抜粋本文:
# # # #

自宅購入を不動産投資と考えるべきか

不動産は資産、でも自宅は資産なのか

不動産には価格があります。通常は建物価格+地価=不動産価格とイメージすると思いますが、価値のあるものは「資産」です。

一方で、資産にもインカムリターンを生むものと生まないものがあります。例えば、債券は利息がありますが、金地金はインカムリターンはありません。金地金の場合は価格が上昇する=キャピタルゲインでしか儲けることはできません。

さて、不動産投資の場合、賃貸に出せば定期収入がありますから、インカムリターンですが、自宅の場合はこれがありません。

さらには、固定資産税やらメンテナンスなどで常に何らかの費用がかかる状態、つまりリターンがマイナスになる運命にあります。不動産価格を占める、建物価格も、時間が経つにつれて減価償却により下がっていく運命にあります。

そもそも自宅購入の場合は、加えて住宅ローンを組む人が多いので、購入時点では完全に「所有物」とは言い切れない側面がありますしね。住宅ローンを支払い切れば資産だ、という言い方をする不動産業者もいますが、それは正しくもあり間違ってもいます。

自宅には資産価格があったとしてもリターンという形で家計を助けてくれはしないのです。

自分が住む家と他人が住む家は異なる

賃貸物件は他人の所有物であるのに対し、自宅物件は自らの所有物ですから、自分の好きなように改築をしたり、家具を配置したりします。もちろんそれは自宅ならではのメリットではあるのですが、その家に他人が住みたいとなるかは分かりません。

友人宅にいって、「オシャレなお家」と褒めることはあっても、実際住みたいですか、と聞かれて「はい」となるケースは稀です。デザイン性のある自宅の場合、同じ感性を持つ人を探す人は可能かもしれませんが、逆に自らの感性に合う唯一無二の物件を探す人はあまりいません。

なぜなら、購入してから自分好みにすれば良いだけだからです。買う人からすれば「自分色に染めやすい物件」の方が良いので、やはり個性が強すぎてもダメなのです。例えばデザイナーズのワンルームマンションであっても奇抜なものは多くはなく、”没個性”であることが万人ウケするポイントになっています。

自宅を内見せずに購入する人はいないが、不動産投資では内見する必要はない

不動産投資の場合、大事なのは利回りの確実性ですから、賃貸のついていない物件よりはついている物件の方が好まれる傾向があります。

日本の場合、貸借人がオーナーと直接会ったことのあるケースは相対的に少ないですから、オーナーチェンジをするときも内見のため賃借人に部屋を見せてもらうということはあまりしません。また、利回りさえ稼げるのであれば、一定のクオリティの物件であることさえ分かれば、細かな物件の良し悪しはあまり問題にならないケースもあります。

# # # #

収集データ
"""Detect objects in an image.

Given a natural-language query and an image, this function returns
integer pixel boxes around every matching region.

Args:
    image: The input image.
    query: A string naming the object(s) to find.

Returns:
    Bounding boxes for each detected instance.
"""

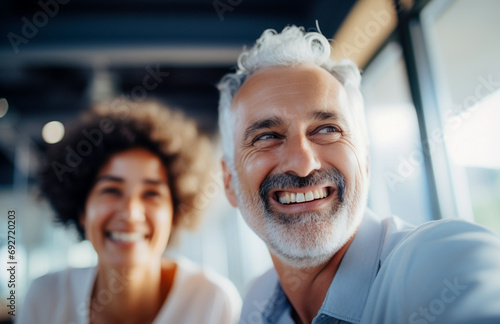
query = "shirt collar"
[318,210,384,323]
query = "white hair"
[217,26,368,170]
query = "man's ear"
[221,160,238,208]
[78,211,85,228]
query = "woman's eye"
[318,126,339,134]
[101,187,120,195]
[144,190,160,197]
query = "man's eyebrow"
[143,179,167,185]
[243,116,284,142]
[311,110,345,124]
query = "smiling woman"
[17,100,241,324]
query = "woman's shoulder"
[28,267,95,294]
[175,258,239,296]
[155,258,241,323]
[17,268,95,324]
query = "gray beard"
[236,169,362,269]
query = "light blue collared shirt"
[240,211,500,324]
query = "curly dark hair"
[38,99,213,243]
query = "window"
[421,0,500,233]
[362,42,433,224]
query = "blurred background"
[0,0,500,322]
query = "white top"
[16,259,241,324]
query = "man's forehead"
[231,64,345,114]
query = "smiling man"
[218,26,500,323]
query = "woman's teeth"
[278,188,328,204]
[109,232,146,242]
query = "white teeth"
[109,232,145,242]
[278,188,328,205]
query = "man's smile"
[275,187,331,205]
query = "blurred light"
[446,91,500,169]
[0,98,9,118]
[42,121,64,144]
[366,103,415,149]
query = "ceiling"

# # # #

問題の詳細:
自宅購入と不動産投資についての抜粋をもとに、次の問いに答えよ。
1. 金地金で儲ける方法は何だとされているか。
2. 万人ウケするポイントになっているのは何か。
3. 不動産投資の場合に大事なのは何だとされているか。
答えの根拠には抜粋の本文だけを使うこと。

問題の解答:
1. 価格の上昇、つまりキャピタルゲインによってだけ儲けられる。
2. "没個性"であること。
3. 利回りの確実性。